------ Records provided
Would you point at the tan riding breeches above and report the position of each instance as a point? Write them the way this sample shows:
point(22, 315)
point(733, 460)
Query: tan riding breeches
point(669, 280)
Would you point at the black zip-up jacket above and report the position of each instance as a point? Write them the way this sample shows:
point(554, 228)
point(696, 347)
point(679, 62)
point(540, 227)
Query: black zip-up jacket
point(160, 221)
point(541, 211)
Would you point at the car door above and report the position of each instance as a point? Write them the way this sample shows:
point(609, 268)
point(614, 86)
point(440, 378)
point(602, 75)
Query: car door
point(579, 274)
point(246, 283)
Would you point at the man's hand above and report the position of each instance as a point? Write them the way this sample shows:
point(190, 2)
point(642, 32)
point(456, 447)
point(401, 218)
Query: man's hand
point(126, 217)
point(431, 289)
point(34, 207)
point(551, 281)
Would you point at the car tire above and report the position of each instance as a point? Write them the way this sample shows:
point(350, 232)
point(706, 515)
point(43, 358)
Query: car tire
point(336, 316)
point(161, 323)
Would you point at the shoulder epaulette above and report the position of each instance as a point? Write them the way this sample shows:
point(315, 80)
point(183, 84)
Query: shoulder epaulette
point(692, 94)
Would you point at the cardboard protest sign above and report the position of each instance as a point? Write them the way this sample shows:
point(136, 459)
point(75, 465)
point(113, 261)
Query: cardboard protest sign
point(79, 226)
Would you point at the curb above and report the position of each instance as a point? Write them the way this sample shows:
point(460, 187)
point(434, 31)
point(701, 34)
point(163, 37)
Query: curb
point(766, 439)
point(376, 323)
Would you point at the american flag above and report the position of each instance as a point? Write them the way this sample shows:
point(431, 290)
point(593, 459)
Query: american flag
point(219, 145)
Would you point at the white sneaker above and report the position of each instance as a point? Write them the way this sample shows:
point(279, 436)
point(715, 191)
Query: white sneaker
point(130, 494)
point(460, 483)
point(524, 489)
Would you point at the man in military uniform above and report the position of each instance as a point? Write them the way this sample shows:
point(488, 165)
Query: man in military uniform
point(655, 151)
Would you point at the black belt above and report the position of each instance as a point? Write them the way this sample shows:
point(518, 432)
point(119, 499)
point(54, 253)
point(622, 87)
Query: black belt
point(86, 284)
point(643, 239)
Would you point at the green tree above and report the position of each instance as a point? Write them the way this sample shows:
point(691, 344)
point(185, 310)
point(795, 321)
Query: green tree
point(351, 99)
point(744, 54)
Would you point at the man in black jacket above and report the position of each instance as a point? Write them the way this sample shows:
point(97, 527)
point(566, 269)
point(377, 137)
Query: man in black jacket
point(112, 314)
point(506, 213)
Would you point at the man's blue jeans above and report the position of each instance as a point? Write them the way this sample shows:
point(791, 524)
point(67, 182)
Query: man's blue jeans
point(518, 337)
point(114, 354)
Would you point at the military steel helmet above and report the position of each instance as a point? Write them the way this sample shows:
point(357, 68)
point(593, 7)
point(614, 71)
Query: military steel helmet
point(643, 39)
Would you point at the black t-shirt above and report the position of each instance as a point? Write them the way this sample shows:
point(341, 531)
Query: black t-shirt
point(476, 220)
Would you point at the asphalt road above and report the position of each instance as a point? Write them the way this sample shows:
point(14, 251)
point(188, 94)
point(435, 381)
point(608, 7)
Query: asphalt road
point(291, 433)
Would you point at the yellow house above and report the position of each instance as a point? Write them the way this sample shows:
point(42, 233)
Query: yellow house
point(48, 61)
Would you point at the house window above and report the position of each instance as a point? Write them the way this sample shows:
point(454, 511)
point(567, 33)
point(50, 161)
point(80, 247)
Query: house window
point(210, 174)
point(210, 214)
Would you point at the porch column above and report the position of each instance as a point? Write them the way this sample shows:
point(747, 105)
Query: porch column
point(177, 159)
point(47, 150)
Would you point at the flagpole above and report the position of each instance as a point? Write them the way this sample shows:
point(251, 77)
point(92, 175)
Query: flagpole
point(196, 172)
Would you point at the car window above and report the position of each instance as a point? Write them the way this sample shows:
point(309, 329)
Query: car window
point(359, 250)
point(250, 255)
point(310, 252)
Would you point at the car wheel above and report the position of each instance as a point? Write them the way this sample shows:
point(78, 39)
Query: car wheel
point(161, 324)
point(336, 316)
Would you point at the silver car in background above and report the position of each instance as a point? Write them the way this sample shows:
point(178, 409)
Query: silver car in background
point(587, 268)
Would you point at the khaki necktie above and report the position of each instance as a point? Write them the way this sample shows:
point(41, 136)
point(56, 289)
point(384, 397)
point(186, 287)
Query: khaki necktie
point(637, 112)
------------
▶ [To do] Reproduce every item above word for word, keeping each line as it stands.

▶ [The result]
Would you point at the tan riding breeches above and report the position of each instance as a point? Write them the way this sample shows:
point(22, 315)
point(733, 460)
Query: tan riding breeches
point(669, 280)
Would you point at the black zip-up jacket above and report the position of each instance as a point? Write them the way this sample shows:
point(554, 228)
point(696, 347)
point(679, 62)
point(540, 227)
Query: black zip-up jacket
point(160, 221)
point(541, 211)
Would you point at the car door above and report the position of each instance as a point? Write them the way this sample shows:
point(609, 268)
point(614, 86)
point(440, 378)
point(602, 75)
Query: car door
point(579, 274)
point(246, 283)
Would you point at the man's hand above and report the position of each instance as a point? Write them the way this sample shows:
point(190, 2)
point(642, 32)
point(456, 447)
point(401, 218)
Query: man's hand
point(126, 217)
point(431, 289)
point(34, 207)
point(551, 281)
Would you point at the car tire above and report the position of each instance as a point? Write them the way this sample shows:
point(350, 232)
point(706, 515)
point(43, 358)
Query: car tire
point(336, 316)
point(161, 323)
Would you point at the shoulder epaulette above and report the position of each instance as a point? Write them the way this sample shows:
point(315, 80)
point(183, 84)
Query: shoulder epaulette
point(692, 94)
Would you point at the cardboard protest sign above and report the position of each instance as a point? Write them the way this sample shows:
point(136, 459)
point(75, 465)
point(113, 261)
Query: cardboard protest sign
point(79, 226)
Would you point at the curb above and report the position of each instance as a point? Write them the way this sample shows:
point(460, 187)
point(434, 31)
point(701, 34)
point(163, 37)
Query: curb
point(766, 439)
point(376, 323)
Would you point at the american flag above and report the position of each instance as a point? Write them the way this sample shows:
point(431, 290)
point(593, 459)
Query: american flag
point(219, 145)
Would you point at the white sneaker above and report the position of each instance as a point? Write them the way this sample shows:
point(279, 436)
point(715, 191)
Query: white sneaker
point(130, 494)
point(460, 483)
point(524, 489)
Would you point at the man in military uniform above and report the position of each instance as a point? Write them the way this sample shows:
point(488, 165)
Query: man in military uniform
point(655, 151)
Would you point at the black belt above and report the position of each instance as a point? Write them the way this sample shows:
point(518, 432)
point(119, 499)
point(54, 253)
point(622, 87)
Query: black belt
point(86, 284)
point(643, 239)
Would you point at the green tree above and report the position of each instance as a point? Write them the way this sample shows:
point(691, 344)
point(185, 310)
point(795, 321)
Query: green tree
point(351, 99)
point(744, 54)
Would you point at the man in black jacket above and report the position of each instance as a point? Write them the way this sample shows:
point(97, 527)
point(566, 269)
point(377, 137)
Query: man in black jacket
point(112, 314)
point(506, 213)
Would you point at the man's blue jeans above and report the position of each instance as a point? Write them the way this sample shows:
point(791, 524)
point(67, 182)
Query: man's blue jeans
point(518, 337)
point(114, 354)
Would you point at the military steel helmet above and report the position of each instance as a point? Write them the way this sample shows:
point(357, 68)
point(593, 7)
point(614, 71)
Query: military steel helmet
point(643, 39)
Would you point at the black t-shirt above and report the position of each instance as a point? Write them the way this sample shows:
point(341, 531)
Query: black t-shirt
point(476, 220)
Would you point at the asphalt road above and report the position of each instance as a point? Write them the way this sample shows:
point(14, 251)
point(188, 94)
point(435, 381)
point(608, 7)
Query: asphalt road
point(291, 433)
Would you point at the yellow house above and report the position of each instance as a point? Write them the way this sample shows:
point(42, 233)
Query: yellow house
point(48, 61)
Would you point at the house window above and report the position of each instance as a point? Write them the way this sample shows:
point(454, 511)
point(567, 33)
point(50, 161)
point(80, 247)
Query: house window
point(210, 174)
point(210, 214)
Would you point at the porch column above and report the position of each instance as a point? Write them the way this sample shows:
point(747, 105)
Query: porch column
point(177, 159)
point(47, 150)
Would you point at the flagpole above and report the position of each instance as a point? Write them the way this sample shows:
point(251, 77)
point(92, 175)
Query: flagpole
point(196, 172)
Would you point at the car window above and report the position of each instance as a point? Write them the way this sample shows:
point(309, 329)
Query: car window
point(359, 250)
point(250, 255)
point(310, 252)
Would you point at the car wheel above and report the position of each instance as a point? Write them the way this sample shows:
point(78, 39)
Query: car wheel
point(161, 324)
point(336, 316)
Would you point at the silver car in background above and report the position of each instance as a point? Write them the way this sample shows:
point(178, 409)
Query: silver car in background
point(587, 268)
Would you point at the khaki necktie above and report the position of each instance as a point? Write them the way this sample shows:
point(41, 136)
point(56, 289)
point(384, 397)
point(186, 287)
Query: khaki necktie
point(637, 112)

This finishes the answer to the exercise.